| Description of the task |
Could you please find each line in the records that contains the word "hillside" and copy it?

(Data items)
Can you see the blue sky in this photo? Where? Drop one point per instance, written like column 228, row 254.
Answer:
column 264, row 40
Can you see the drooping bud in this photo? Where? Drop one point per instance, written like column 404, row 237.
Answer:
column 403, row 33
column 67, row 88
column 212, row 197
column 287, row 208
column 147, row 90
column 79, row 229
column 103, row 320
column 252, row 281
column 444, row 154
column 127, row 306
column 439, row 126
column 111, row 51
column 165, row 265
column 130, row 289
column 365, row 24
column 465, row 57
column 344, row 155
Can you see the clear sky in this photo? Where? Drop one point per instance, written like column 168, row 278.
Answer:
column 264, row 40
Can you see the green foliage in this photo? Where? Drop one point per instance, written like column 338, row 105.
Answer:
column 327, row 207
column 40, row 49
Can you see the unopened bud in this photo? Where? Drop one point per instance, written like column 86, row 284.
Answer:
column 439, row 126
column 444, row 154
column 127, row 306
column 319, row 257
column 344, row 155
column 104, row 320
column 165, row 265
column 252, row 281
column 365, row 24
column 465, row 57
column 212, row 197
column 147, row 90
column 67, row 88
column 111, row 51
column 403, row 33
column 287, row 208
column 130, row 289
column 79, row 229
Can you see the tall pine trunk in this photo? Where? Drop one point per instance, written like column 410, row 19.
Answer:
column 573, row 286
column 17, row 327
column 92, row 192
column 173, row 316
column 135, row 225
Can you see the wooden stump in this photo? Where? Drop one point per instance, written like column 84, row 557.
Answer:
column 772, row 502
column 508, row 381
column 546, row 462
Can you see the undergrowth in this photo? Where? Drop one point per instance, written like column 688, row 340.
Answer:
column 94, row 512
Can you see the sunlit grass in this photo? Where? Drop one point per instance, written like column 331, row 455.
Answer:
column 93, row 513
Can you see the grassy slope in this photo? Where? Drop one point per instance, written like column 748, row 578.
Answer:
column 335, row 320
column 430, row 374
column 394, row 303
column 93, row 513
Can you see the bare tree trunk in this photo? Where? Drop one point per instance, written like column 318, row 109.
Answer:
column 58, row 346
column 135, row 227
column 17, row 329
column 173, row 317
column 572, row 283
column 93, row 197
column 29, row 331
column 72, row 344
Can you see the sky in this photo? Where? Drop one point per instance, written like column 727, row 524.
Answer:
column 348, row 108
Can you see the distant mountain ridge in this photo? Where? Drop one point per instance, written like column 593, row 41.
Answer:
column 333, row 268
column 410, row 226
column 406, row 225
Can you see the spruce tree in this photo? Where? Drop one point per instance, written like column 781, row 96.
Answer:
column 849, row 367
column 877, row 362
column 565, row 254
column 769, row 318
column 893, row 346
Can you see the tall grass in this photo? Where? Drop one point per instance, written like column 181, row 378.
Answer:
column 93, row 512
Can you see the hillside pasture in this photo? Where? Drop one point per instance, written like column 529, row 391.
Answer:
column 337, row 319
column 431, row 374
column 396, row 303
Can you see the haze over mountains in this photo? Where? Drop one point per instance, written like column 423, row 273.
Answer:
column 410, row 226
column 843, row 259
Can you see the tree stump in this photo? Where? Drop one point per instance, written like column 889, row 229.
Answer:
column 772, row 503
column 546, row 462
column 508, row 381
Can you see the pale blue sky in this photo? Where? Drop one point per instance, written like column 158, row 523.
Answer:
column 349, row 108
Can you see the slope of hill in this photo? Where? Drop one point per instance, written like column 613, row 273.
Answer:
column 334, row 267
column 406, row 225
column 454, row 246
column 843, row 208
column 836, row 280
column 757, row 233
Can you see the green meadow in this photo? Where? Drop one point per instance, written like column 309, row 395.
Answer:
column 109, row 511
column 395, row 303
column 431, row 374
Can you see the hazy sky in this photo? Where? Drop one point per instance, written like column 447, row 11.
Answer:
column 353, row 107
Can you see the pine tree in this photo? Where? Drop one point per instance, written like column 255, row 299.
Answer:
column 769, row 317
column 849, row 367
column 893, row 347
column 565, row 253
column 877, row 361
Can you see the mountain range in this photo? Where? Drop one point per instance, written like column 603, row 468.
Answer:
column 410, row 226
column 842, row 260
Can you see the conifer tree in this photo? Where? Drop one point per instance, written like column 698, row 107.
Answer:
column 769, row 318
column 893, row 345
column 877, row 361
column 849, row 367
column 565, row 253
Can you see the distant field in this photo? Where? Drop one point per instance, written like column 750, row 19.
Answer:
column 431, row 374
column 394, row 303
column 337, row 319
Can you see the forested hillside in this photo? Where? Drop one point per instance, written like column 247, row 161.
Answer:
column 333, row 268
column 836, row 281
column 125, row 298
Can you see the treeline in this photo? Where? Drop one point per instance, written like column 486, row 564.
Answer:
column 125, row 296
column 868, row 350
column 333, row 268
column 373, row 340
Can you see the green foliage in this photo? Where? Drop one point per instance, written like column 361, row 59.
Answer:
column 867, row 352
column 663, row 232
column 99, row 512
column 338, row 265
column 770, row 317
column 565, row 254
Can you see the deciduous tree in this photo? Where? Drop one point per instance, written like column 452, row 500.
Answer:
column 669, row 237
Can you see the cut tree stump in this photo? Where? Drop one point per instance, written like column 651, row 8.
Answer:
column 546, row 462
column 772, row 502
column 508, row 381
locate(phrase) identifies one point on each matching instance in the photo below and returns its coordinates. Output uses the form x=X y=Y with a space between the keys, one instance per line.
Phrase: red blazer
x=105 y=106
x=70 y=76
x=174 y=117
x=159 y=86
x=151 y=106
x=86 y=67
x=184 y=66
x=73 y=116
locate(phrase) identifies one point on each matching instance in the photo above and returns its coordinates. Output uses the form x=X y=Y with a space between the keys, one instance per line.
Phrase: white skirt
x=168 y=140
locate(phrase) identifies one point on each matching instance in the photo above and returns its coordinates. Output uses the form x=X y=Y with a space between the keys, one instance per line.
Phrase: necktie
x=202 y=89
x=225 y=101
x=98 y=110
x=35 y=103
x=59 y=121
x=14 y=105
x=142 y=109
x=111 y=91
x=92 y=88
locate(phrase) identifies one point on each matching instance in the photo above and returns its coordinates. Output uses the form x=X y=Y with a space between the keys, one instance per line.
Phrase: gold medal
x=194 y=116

| Exercise output |
Can you see the hillside pasture in this photo? Where? Drop one point per instance, written like column 529, row 391.
Can you see the forested hillside in this photo? Where? Drop one point per instance, written like column 247, row 161.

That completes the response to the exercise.